◆ **Given exercise**
Format the stretch of lines from the one containing "[pin] gravel ground -- one per line" through the end of the lines as a JSON list of strings, one string per line, leaving out blank lines.

◆ **Record set**
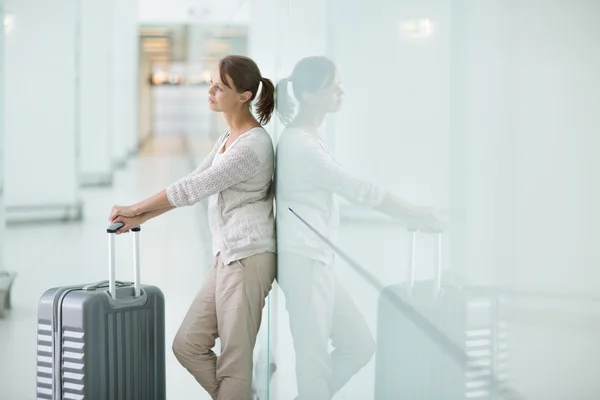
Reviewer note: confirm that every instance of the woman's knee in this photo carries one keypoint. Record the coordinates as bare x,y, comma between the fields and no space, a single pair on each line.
180,346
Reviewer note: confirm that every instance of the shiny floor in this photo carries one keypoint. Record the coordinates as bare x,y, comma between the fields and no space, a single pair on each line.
554,352
173,257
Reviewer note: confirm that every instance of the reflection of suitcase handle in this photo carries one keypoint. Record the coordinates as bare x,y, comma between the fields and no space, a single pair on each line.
438,265
112,229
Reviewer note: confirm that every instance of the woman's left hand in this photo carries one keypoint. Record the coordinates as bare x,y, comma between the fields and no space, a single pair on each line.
121,211
130,223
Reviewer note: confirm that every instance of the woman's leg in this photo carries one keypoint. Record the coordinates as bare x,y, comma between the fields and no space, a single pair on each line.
241,289
195,339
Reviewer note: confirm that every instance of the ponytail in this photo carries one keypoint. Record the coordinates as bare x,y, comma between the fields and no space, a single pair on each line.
285,104
266,101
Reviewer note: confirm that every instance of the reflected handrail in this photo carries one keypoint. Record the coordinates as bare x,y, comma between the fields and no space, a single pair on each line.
441,340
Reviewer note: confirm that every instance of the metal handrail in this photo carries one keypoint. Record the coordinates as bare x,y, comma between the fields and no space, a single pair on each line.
457,354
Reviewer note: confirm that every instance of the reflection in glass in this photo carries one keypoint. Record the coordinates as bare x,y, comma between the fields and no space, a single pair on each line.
308,179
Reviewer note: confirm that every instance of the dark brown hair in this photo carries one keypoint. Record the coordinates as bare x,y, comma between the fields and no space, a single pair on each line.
246,76
309,75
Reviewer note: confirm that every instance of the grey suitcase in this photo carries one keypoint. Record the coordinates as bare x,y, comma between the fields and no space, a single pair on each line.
102,341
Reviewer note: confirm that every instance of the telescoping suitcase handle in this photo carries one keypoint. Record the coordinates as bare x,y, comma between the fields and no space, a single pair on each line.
111,230
438,263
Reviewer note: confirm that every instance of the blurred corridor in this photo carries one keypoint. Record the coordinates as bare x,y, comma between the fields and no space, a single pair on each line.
475,118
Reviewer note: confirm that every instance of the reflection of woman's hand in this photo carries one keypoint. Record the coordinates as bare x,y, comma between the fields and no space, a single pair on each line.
427,219
130,223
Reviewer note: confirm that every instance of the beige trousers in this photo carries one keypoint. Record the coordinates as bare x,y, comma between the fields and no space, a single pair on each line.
229,306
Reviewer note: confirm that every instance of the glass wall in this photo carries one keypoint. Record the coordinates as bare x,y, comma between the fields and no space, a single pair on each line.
484,111
2,223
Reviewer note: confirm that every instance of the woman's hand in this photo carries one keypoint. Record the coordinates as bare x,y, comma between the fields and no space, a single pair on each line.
130,223
121,211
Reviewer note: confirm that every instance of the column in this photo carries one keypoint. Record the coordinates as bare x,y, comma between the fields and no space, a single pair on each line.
95,95
124,81
42,169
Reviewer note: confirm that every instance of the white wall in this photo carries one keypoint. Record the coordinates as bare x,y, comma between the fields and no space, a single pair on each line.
41,137
2,217
95,104
193,11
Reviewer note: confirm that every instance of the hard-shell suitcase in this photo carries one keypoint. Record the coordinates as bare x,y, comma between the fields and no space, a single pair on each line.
104,340
463,356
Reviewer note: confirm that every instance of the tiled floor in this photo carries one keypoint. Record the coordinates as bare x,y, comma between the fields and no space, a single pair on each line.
173,256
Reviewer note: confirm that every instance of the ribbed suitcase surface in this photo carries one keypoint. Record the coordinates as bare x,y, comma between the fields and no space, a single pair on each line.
104,341
105,352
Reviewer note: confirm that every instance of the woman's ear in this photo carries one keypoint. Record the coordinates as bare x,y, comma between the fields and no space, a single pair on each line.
246,96
307,97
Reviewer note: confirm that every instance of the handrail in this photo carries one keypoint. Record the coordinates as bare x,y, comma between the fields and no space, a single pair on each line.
457,354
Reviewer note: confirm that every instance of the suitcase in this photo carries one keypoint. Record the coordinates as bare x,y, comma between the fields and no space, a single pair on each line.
436,341
464,354
104,340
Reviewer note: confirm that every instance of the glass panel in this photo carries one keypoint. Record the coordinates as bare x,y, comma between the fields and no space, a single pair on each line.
489,117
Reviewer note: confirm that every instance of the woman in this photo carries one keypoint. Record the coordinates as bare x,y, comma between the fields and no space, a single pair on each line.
236,177
307,180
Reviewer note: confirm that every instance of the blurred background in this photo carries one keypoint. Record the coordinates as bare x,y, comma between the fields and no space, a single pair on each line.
488,109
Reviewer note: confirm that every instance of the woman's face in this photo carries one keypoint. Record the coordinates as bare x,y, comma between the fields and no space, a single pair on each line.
220,97
329,98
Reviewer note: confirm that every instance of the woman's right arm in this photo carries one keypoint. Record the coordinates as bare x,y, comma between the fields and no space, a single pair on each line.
208,160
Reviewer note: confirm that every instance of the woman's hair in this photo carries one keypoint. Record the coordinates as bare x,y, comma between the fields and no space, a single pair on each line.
309,75
246,76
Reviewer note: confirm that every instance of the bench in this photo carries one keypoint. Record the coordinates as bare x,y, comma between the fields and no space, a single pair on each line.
6,281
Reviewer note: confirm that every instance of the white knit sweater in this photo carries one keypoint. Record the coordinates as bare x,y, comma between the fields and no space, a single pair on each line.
241,214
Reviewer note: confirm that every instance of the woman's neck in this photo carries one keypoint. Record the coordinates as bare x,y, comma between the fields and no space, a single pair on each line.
240,122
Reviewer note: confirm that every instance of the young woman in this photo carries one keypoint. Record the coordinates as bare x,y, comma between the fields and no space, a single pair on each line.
308,178
236,177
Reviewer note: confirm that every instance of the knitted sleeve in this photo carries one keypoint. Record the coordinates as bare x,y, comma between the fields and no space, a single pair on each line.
238,164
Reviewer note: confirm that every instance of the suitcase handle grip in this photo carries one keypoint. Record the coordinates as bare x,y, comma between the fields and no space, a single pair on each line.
438,267
102,284
111,230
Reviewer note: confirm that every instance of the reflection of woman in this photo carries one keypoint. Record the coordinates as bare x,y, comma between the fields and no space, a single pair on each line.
236,177
307,178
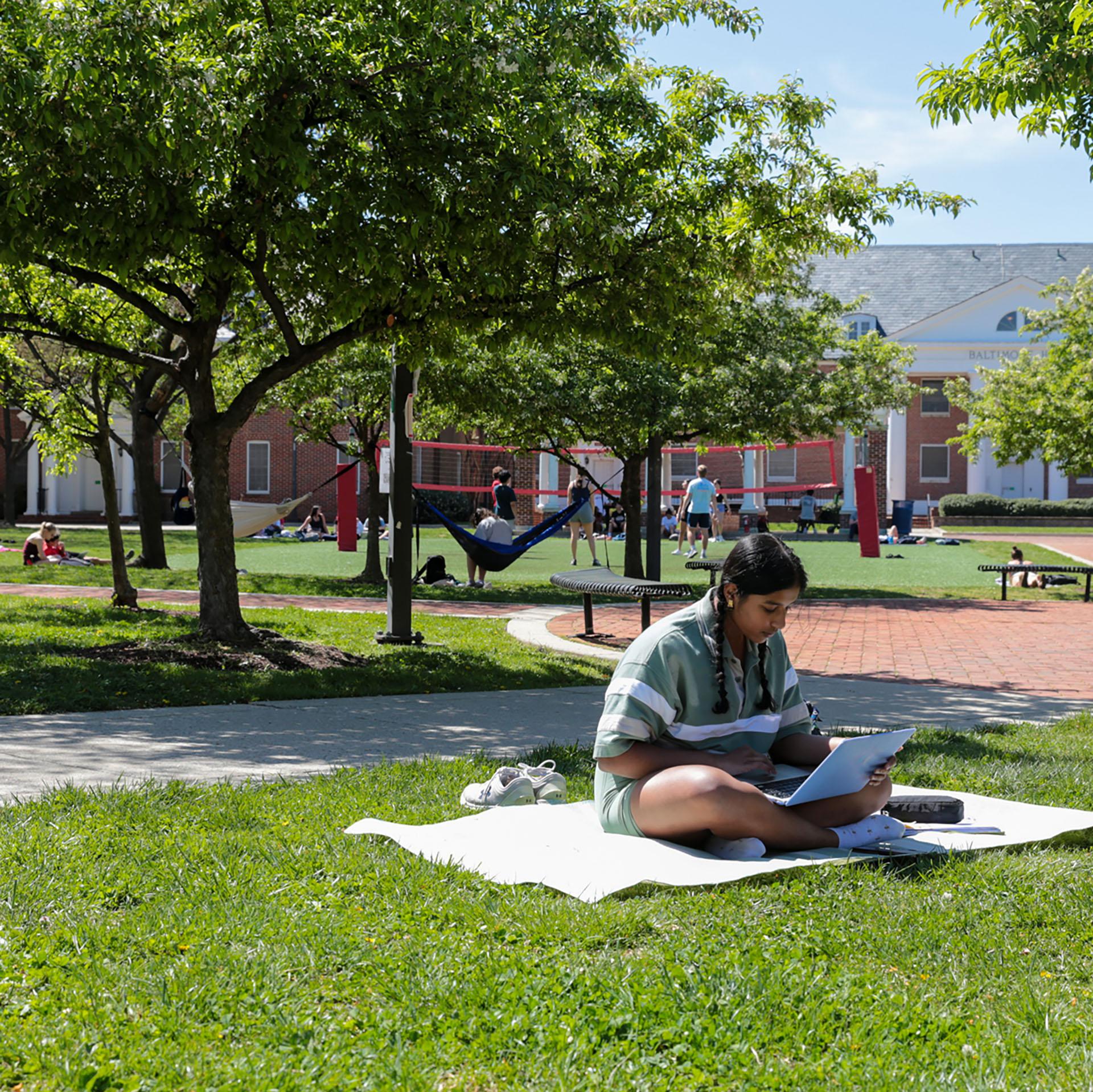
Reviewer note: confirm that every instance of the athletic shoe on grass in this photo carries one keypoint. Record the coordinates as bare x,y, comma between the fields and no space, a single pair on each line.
506,788
548,784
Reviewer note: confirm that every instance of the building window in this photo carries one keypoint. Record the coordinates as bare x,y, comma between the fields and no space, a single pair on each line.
782,465
171,467
258,466
684,466
935,403
861,325
934,463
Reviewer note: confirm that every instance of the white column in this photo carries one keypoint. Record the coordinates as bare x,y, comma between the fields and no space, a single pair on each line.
1058,484
749,503
548,480
32,481
53,484
127,484
849,505
1033,478
897,457
977,470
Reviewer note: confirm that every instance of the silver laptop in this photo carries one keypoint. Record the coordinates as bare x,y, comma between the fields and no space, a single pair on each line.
847,770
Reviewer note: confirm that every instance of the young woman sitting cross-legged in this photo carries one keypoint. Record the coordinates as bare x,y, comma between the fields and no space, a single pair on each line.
709,694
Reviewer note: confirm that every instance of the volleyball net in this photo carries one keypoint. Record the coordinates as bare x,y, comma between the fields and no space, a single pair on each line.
470,469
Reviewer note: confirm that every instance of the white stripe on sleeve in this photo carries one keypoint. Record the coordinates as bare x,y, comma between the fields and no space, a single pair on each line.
644,693
762,722
795,714
630,727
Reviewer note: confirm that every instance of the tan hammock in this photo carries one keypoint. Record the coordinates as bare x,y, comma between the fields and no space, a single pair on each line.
249,517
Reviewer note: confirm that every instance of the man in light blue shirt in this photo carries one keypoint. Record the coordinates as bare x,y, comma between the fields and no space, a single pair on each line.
700,500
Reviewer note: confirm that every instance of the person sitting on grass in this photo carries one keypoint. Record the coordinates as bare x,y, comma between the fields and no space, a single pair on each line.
314,527
708,695
490,528
1025,579
46,545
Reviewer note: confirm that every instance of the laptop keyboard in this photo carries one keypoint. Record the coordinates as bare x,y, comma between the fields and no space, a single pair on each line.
784,788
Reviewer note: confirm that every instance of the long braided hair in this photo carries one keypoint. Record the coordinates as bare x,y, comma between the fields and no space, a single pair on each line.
758,564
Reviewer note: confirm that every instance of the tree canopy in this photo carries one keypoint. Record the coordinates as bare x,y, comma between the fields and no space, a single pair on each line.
1039,403
1037,65
314,174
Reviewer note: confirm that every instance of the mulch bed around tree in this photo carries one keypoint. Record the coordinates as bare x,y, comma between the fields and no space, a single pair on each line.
273,653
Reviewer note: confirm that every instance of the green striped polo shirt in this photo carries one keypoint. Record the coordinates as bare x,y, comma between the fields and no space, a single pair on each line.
665,689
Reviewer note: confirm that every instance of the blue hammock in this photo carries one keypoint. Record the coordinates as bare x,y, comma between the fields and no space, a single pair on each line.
494,557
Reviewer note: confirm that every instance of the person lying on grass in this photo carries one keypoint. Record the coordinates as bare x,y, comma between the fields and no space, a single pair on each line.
46,545
708,695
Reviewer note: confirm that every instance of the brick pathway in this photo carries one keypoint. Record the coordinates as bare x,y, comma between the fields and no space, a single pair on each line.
254,599
1031,648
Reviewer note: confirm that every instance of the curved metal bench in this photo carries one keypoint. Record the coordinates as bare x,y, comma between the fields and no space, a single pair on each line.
602,582
1033,567
712,566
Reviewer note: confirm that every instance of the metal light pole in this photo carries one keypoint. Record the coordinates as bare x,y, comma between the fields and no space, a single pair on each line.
400,513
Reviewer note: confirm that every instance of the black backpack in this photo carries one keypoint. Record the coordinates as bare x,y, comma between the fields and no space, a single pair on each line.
433,570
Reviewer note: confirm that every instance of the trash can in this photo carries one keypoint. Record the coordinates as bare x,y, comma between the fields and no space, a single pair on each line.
903,516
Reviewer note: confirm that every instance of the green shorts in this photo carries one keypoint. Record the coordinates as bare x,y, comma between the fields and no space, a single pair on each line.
613,805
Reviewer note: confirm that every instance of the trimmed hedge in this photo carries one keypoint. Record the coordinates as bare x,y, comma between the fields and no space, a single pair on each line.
987,504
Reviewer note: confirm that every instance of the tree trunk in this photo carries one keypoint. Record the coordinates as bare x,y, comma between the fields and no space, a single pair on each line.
373,570
9,471
125,595
632,505
219,617
654,461
153,553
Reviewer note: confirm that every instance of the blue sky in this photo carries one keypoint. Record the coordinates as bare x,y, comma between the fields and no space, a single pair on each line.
867,56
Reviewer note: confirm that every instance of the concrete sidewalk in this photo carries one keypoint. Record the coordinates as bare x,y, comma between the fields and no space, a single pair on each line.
293,739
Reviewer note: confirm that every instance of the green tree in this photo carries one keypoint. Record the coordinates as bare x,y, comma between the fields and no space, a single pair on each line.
317,174
1037,65
350,389
754,381
1039,403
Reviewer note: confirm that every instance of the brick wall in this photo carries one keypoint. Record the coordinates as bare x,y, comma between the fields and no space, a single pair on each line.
934,430
19,431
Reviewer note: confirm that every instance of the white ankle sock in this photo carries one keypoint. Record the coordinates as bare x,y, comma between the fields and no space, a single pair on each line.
735,848
874,828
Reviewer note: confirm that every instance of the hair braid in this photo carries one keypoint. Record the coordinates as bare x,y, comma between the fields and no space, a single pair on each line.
766,702
721,609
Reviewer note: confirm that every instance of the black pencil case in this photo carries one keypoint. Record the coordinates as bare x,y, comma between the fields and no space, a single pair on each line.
925,809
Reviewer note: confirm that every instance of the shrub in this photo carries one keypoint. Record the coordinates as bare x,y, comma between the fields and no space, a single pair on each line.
987,504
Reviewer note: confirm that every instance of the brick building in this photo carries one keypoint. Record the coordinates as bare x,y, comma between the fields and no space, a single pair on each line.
960,307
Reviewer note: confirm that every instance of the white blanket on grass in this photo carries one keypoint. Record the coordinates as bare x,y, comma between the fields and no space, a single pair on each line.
563,846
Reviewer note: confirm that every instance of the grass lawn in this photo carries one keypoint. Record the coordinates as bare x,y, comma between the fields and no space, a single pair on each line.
835,568
41,671
231,937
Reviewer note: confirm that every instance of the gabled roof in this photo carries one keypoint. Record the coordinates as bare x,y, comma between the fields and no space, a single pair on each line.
909,283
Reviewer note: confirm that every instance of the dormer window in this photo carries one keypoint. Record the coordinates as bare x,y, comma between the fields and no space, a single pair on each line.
858,326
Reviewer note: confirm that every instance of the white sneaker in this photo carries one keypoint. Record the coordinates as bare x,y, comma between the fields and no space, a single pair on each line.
546,783
507,788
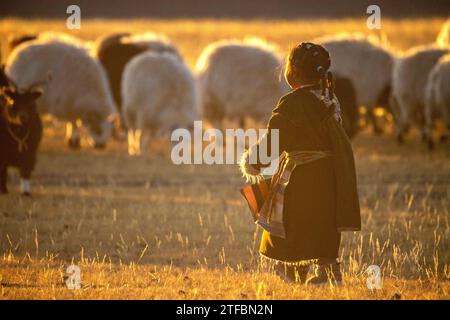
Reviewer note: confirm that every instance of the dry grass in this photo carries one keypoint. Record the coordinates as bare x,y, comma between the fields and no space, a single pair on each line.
147,229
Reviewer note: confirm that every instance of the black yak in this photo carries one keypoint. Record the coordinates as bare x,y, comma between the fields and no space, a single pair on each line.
20,132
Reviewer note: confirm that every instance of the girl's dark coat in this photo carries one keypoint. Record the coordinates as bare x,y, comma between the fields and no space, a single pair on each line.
321,198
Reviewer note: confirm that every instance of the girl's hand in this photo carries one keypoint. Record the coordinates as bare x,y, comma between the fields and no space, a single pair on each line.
250,172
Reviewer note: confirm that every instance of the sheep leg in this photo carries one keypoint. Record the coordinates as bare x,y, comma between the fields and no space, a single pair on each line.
146,134
131,142
373,120
446,118
3,178
428,131
73,135
25,175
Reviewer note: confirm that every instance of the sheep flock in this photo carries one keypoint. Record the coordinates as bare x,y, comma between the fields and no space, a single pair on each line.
138,86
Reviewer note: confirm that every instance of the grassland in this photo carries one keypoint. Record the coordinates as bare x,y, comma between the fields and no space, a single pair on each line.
144,228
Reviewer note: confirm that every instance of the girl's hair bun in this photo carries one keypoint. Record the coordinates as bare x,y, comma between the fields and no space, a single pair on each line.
310,60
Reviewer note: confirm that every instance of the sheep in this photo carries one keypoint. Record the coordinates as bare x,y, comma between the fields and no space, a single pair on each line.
409,77
367,63
238,79
443,38
437,98
158,94
15,41
78,90
115,50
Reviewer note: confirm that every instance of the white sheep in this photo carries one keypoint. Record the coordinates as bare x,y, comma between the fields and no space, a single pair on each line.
437,98
158,95
239,79
409,78
78,89
115,50
367,63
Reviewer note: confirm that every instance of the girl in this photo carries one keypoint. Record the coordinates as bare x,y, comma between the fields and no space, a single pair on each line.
313,195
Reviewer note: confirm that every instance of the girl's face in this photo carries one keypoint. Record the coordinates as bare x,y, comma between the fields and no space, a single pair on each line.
292,78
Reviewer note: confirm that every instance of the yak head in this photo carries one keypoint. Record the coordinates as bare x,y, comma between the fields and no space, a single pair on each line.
18,107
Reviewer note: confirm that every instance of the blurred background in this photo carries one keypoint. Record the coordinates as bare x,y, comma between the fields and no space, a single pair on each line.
286,9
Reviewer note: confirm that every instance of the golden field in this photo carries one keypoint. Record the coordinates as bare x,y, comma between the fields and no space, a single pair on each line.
143,228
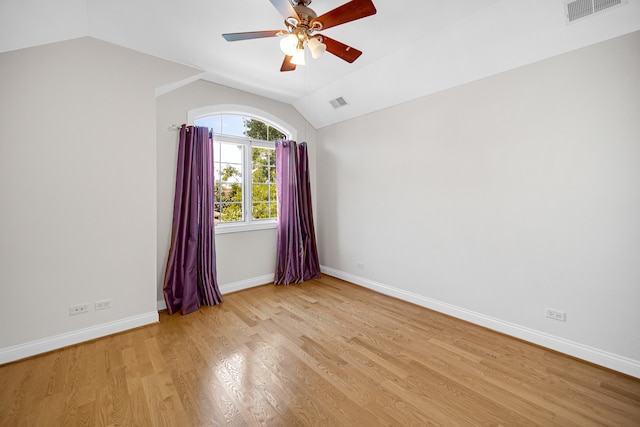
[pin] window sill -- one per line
(237, 228)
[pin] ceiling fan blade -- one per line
(233, 37)
(285, 8)
(348, 12)
(287, 65)
(341, 50)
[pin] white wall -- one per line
(243, 259)
(494, 200)
(78, 191)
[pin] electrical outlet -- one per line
(102, 305)
(78, 309)
(556, 315)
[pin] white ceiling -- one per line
(411, 49)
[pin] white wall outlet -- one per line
(555, 314)
(78, 309)
(102, 305)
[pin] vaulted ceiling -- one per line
(411, 49)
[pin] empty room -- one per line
(331, 213)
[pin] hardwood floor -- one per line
(322, 353)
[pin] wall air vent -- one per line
(338, 102)
(578, 9)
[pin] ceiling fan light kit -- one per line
(301, 24)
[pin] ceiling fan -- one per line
(302, 23)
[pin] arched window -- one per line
(244, 156)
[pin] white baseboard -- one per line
(11, 354)
(234, 287)
(599, 357)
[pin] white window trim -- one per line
(196, 113)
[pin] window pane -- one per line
(230, 153)
(264, 210)
(262, 156)
(261, 174)
(231, 212)
(260, 192)
(229, 172)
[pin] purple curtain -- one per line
(190, 279)
(297, 254)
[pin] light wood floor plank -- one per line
(322, 353)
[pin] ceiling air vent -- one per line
(338, 102)
(578, 9)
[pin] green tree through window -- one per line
(245, 167)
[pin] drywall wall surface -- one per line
(502, 197)
(78, 188)
(241, 257)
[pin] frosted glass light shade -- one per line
(289, 44)
(316, 48)
(298, 57)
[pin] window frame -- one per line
(231, 109)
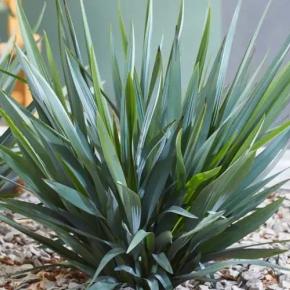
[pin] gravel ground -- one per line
(19, 253)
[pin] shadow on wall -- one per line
(103, 13)
(275, 30)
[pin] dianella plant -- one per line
(154, 185)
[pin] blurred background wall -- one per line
(102, 15)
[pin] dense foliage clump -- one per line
(154, 185)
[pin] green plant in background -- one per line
(154, 186)
(8, 179)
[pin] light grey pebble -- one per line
(255, 285)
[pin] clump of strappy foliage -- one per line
(153, 186)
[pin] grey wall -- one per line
(103, 13)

◆ **Solution to this problem**
[
  "[pin] gravel ground -- one per line",
  "(19, 253)",
  "[pin] shadow on wall -- one per line",
  "(103, 13)",
  "(275, 30)",
  "[pin] dianella plant -- one per line",
  "(154, 185)",
  "[pin] blurred background wall -- one per line",
  "(102, 15)",
  "[pin] dense foliage clump -- one per line",
  "(154, 185)",
  "[pin] green plant in background -- one per line",
  "(154, 186)",
  "(8, 179)",
  "[pin] light grey pebble -- one per line",
  "(255, 285)",
  "[pin] clump of strappy foliage -- one per line",
  "(153, 186)",
  "[pin] grey wall -- one per line",
  "(103, 13)"
]